▶ REQUEST
Print the complete listing so that it matches the original exactly.

====== RECORDS FOR THE TASK

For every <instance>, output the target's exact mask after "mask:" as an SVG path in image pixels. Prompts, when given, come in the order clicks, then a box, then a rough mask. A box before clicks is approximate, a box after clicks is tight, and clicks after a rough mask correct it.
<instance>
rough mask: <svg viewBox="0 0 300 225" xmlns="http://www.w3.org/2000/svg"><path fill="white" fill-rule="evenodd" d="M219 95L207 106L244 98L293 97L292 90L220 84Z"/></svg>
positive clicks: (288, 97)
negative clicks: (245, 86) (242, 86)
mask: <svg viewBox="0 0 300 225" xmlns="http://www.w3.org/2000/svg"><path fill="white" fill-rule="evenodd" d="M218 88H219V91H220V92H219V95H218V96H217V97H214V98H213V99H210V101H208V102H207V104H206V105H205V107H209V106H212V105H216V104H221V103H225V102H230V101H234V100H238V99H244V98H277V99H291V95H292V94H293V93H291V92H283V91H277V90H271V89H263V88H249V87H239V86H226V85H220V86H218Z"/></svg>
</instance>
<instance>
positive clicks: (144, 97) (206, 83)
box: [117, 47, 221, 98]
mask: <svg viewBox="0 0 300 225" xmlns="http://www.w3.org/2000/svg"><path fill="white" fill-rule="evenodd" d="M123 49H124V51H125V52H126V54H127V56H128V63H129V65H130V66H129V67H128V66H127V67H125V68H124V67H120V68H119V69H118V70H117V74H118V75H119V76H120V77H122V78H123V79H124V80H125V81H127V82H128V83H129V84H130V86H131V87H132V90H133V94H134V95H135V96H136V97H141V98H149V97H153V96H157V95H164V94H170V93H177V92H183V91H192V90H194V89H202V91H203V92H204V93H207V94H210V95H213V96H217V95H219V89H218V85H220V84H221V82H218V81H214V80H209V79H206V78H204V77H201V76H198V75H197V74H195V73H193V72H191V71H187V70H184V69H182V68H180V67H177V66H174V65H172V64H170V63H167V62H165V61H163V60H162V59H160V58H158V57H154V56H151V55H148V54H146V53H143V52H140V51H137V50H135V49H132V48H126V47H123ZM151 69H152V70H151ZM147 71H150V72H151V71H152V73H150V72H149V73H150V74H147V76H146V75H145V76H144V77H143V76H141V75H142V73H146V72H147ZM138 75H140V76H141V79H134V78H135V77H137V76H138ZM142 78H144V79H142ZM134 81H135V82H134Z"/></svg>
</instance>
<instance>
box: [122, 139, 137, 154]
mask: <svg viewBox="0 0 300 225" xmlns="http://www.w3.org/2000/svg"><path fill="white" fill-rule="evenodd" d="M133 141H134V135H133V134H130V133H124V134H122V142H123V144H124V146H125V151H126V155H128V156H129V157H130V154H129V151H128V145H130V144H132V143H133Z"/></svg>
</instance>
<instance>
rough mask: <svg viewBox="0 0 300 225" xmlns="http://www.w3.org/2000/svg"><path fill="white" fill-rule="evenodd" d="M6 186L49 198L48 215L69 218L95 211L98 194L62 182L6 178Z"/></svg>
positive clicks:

============

▶ ANSWER TO THE EXERCISE
For every <instance>, output the target's exact mask after "mask:" as an SVG path in image pixels. Prompts, when given, come in the order clicks, then a box, then a rough mask. A box before clicks is approximate, a box after clicks is tight, and clicks after a rough mask correct it.
<instance>
rough mask: <svg viewBox="0 0 300 225" xmlns="http://www.w3.org/2000/svg"><path fill="white" fill-rule="evenodd" d="M219 95L207 106L244 98L293 97L292 90L220 84Z"/></svg>
positive clicks: (288, 97)
negative clicks: (245, 86) (242, 86)
mask: <svg viewBox="0 0 300 225" xmlns="http://www.w3.org/2000/svg"><path fill="white" fill-rule="evenodd" d="M218 88H219V91H220V92H219V95H218V96H217V97H214V98H213V99H210V101H208V102H207V104H206V105H205V107H209V106H212V105H216V104H221V103H225V102H230V101H234V100H238V99H244V98H277V99H291V95H292V94H293V93H291V92H283V91H277V90H271V89H263V88H249V87H239V86H226V85H220V86H218Z"/></svg>
</instance>
<instance>
positive clicks: (144, 97) (206, 83)
box: [117, 47, 221, 98]
mask: <svg viewBox="0 0 300 225" xmlns="http://www.w3.org/2000/svg"><path fill="white" fill-rule="evenodd" d="M123 49H124V51H125V52H126V54H127V56H128V63H129V65H130V66H129V67H128V66H127V67H125V68H124V67H120V68H119V69H118V70H117V74H118V75H119V76H120V77H122V78H123V79H124V80H125V81H127V82H128V83H129V84H130V86H131V87H132V90H133V94H134V95H135V96H136V97H141V98H149V97H153V96H157V95H164V94H170V93H177V92H183V91H192V90H194V89H202V91H203V92H204V93H207V94H210V95H213V96H217V95H219V89H218V85H220V84H221V82H218V81H214V80H209V79H206V78H204V77H201V76H198V75H197V74H195V73H193V72H191V71H187V70H184V69H182V68H180V67H177V66H174V65H172V64H170V63H167V62H165V61H163V60H162V59H160V58H158V57H154V56H151V55H148V54H146V53H143V52H140V51H137V50H135V49H132V48H126V47H123ZM151 69H152V70H151ZM147 71H150V72H151V71H152V73H150V72H149V73H150V74H147V76H146V75H145V76H144V77H143V76H141V75H142V73H146V72H147ZM138 75H140V76H141V79H134V78H135V77H137V76H138ZM142 78H144V79H142ZM134 81H135V82H134Z"/></svg>
</instance>
<instance>
box: [122, 139, 137, 154]
mask: <svg viewBox="0 0 300 225" xmlns="http://www.w3.org/2000/svg"><path fill="white" fill-rule="evenodd" d="M133 141H134V135H133V134H130V133H124V134H122V142H123V144H124V146H125V151H126V155H128V156H129V157H130V154H129V151H128V145H130V144H132V143H133Z"/></svg>
</instance>
<instance>
rough mask: <svg viewBox="0 0 300 225" xmlns="http://www.w3.org/2000/svg"><path fill="white" fill-rule="evenodd" d="M6 186L49 198L48 215L69 218L95 211L98 194L62 182L6 178Z"/></svg>
positive clicks:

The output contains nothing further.